◆ Given passage:
The problem of ecology is that nobody is looking at it, and all focus on very restricted topics, sometimes translating them in beautifully colored maps of the world that show global situations based on a very restricted understanding of reality. Again to boost own publication scores.
We can do better! Maybe.
Valuing each species in terms of ecology and economics is difficult. I think conservation of biodiversity is more important than valuing.
Dear Fatik,
valuation only makes sense as a step in a process of "rational" decision-making on environmentaly relevant legal, development or conservation decisions. In itself it has no meaning (besides filling the pages of academic journals).
Any specific valuation exercise needs to refer to a "frame" given by at least an outline of the projects contemplated. If you know for yourself (or our patron, or your government, or your citizens) that you want a precise additional amount of conservation - just implement it! In that case you are not in need of additional "rational" valuation steps. Just go ahead!

◆ Source data:
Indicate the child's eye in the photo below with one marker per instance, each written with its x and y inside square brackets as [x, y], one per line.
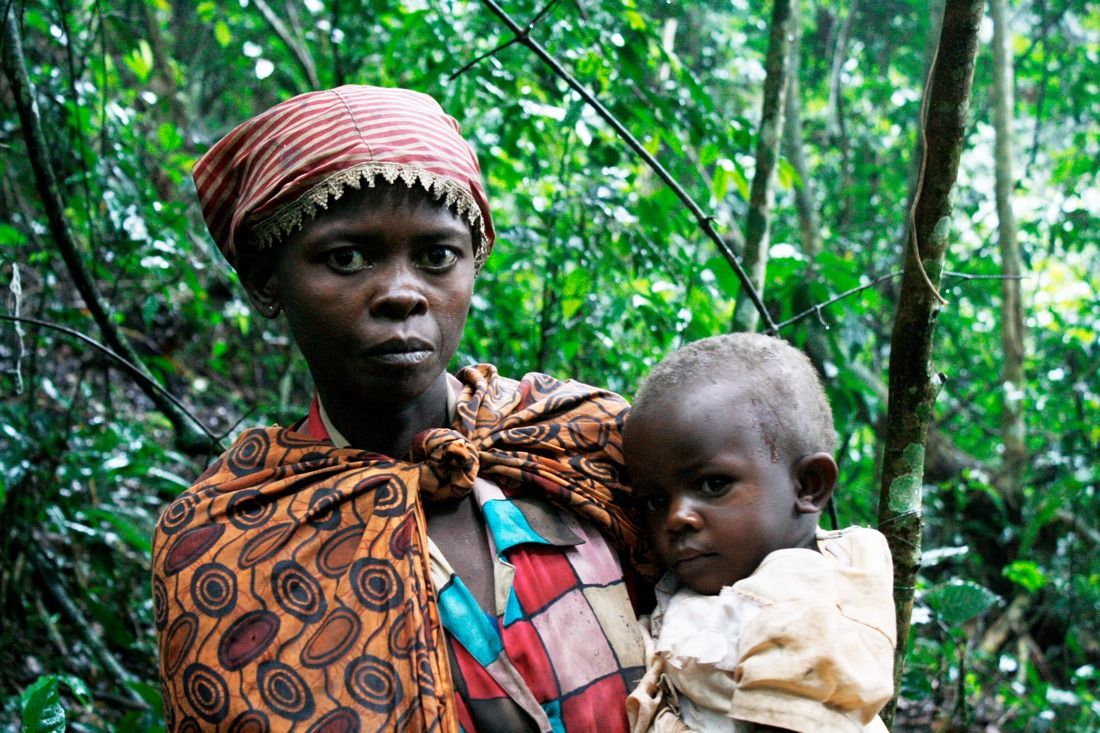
[438, 258]
[714, 485]
[347, 260]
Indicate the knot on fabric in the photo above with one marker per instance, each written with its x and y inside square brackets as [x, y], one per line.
[448, 463]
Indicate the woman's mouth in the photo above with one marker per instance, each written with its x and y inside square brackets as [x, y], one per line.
[399, 352]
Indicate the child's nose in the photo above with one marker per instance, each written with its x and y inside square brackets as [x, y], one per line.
[683, 515]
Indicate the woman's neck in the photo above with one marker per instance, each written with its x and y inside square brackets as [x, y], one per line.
[385, 427]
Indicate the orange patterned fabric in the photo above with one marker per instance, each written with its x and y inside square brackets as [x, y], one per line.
[292, 586]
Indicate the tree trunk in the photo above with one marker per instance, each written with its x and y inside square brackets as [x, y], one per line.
[1012, 320]
[768, 139]
[913, 386]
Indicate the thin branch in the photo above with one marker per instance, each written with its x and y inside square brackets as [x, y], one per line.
[44, 571]
[127, 365]
[817, 308]
[188, 431]
[297, 50]
[704, 220]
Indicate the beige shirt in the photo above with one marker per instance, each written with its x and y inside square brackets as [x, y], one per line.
[805, 643]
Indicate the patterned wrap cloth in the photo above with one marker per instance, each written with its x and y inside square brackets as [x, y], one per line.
[292, 582]
[275, 171]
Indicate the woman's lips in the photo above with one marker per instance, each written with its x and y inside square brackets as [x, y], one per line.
[400, 352]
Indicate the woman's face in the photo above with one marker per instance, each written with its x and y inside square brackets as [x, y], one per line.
[376, 291]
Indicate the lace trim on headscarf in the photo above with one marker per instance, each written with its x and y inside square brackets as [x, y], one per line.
[446, 190]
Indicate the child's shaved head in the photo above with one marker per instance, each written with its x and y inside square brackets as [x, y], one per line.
[789, 401]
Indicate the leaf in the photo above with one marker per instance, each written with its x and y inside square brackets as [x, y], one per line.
[133, 535]
[222, 34]
[958, 601]
[140, 61]
[1026, 575]
[42, 707]
[10, 236]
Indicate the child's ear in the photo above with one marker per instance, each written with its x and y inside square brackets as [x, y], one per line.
[815, 478]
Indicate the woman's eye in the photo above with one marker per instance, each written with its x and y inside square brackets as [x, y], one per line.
[714, 485]
[438, 258]
[347, 260]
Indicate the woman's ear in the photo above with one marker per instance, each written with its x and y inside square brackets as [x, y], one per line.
[257, 275]
[815, 478]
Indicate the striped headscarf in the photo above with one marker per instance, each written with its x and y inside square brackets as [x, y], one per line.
[271, 174]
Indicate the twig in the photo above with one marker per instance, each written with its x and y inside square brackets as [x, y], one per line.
[963, 275]
[297, 50]
[129, 367]
[705, 221]
[188, 433]
[817, 308]
[17, 295]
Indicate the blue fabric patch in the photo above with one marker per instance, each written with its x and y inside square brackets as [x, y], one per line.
[470, 626]
[553, 712]
[508, 525]
[513, 611]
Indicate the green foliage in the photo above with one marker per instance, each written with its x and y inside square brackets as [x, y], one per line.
[42, 709]
[597, 273]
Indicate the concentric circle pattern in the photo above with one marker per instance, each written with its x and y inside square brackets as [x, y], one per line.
[331, 639]
[213, 589]
[246, 638]
[250, 721]
[297, 592]
[341, 720]
[290, 586]
[250, 509]
[373, 684]
[376, 583]
[207, 692]
[285, 691]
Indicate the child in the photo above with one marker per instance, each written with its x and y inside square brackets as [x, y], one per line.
[762, 619]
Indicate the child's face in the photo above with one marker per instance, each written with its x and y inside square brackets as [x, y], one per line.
[716, 499]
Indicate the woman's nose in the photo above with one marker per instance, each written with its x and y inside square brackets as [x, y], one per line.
[398, 292]
[682, 515]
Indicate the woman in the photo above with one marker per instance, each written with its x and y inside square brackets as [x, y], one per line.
[421, 551]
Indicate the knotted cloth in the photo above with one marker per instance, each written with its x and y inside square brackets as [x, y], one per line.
[292, 584]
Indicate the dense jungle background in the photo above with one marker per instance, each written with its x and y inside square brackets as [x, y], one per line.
[796, 129]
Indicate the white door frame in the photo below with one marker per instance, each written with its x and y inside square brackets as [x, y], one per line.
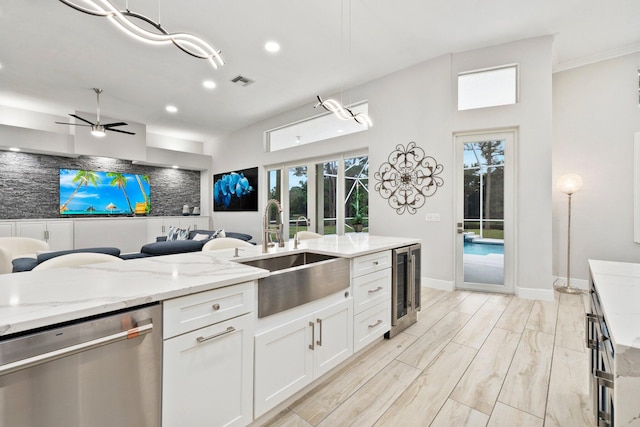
[510, 138]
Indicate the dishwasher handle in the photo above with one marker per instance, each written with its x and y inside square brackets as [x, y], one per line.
[74, 349]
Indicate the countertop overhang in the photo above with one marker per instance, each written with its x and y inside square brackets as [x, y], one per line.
[618, 286]
[41, 298]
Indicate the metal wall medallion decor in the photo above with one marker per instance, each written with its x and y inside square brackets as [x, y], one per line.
[408, 178]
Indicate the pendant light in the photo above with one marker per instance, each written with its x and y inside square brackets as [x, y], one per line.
[333, 106]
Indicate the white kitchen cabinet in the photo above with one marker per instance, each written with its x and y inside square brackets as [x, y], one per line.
[58, 234]
[371, 289]
[208, 376]
[371, 278]
[208, 370]
[292, 355]
[159, 226]
[371, 324]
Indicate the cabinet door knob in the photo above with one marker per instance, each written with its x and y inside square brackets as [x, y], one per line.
[229, 330]
[375, 324]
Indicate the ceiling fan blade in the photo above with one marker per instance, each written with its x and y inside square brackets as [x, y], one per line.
[115, 124]
[121, 131]
[72, 124]
[80, 118]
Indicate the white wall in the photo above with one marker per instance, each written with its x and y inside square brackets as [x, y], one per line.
[417, 104]
[595, 117]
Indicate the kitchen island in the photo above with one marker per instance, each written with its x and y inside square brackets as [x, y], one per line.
[215, 281]
[613, 336]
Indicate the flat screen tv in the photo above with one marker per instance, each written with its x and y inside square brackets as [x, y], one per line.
[91, 193]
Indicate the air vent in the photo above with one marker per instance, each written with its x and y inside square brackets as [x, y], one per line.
[241, 81]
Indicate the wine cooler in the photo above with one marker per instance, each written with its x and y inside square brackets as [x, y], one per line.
[405, 290]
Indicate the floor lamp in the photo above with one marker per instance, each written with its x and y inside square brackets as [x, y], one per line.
[569, 184]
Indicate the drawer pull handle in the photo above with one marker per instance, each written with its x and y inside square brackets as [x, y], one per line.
[589, 318]
[313, 335]
[604, 378]
[319, 342]
[225, 332]
[375, 324]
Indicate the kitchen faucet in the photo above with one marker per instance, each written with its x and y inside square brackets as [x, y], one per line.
[296, 238]
[268, 229]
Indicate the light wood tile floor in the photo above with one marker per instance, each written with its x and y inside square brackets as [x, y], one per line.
[472, 359]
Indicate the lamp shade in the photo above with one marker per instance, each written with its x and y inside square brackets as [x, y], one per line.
[570, 183]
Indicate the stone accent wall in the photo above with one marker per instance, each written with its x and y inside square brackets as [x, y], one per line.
[29, 184]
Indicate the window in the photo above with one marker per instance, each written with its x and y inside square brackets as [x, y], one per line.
[314, 129]
[488, 88]
[327, 197]
[331, 193]
[356, 171]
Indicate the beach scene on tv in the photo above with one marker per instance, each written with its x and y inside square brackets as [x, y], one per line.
[85, 192]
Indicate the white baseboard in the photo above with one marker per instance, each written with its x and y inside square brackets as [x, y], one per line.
[443, 285]
[575, 283]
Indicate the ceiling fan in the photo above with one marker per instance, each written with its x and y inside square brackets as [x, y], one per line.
[98, 129]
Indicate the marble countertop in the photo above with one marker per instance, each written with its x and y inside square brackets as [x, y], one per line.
[618, 286]
[40, 298]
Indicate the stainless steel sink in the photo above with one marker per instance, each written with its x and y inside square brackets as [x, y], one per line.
[297, 279]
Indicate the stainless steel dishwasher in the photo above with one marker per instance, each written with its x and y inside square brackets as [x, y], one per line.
[100, 371]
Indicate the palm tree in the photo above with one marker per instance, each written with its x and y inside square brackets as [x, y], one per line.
[120, 181]
[83, 178]
[144, 178]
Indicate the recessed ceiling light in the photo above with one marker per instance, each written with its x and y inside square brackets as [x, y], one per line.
[272, 47]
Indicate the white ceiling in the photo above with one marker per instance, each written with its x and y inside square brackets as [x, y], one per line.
[51, 55]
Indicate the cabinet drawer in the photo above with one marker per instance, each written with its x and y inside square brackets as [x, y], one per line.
[206, 308]
[372, 289]
[370, 325]
[370, 263]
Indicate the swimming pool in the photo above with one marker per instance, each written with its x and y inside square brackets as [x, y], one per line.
[483, 248]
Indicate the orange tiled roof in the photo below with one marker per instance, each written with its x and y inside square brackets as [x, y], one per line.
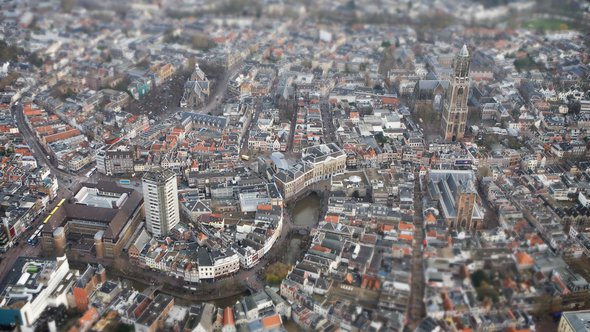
[271, 322]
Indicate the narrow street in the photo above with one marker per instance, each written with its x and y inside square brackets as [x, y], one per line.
[416, 309]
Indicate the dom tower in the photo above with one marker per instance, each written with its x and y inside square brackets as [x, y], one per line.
[455, 109]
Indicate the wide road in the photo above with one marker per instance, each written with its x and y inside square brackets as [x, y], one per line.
[65, 179]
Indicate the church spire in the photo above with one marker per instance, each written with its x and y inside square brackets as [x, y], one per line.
[464, 52]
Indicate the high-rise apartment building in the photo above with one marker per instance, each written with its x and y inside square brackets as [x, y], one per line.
[160, 195]
[455, 110]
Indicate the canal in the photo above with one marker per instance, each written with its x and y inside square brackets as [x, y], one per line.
[306, 212]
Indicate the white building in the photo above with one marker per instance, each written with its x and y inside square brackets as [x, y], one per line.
[32, 285]
[160, 195]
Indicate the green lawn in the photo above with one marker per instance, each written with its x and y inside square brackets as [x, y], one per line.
[546, 24]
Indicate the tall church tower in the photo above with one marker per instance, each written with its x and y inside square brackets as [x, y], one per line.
[455, 110]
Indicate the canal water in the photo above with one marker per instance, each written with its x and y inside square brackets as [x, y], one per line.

◆ Work task:
How would the sentence "Valuing each species in terms of ecology and economics is difficult." from the passage on valuing biodiversity read in Spanish?

◆ Final answer:
Valorar cada especie en términos de ecología y economía es difícil.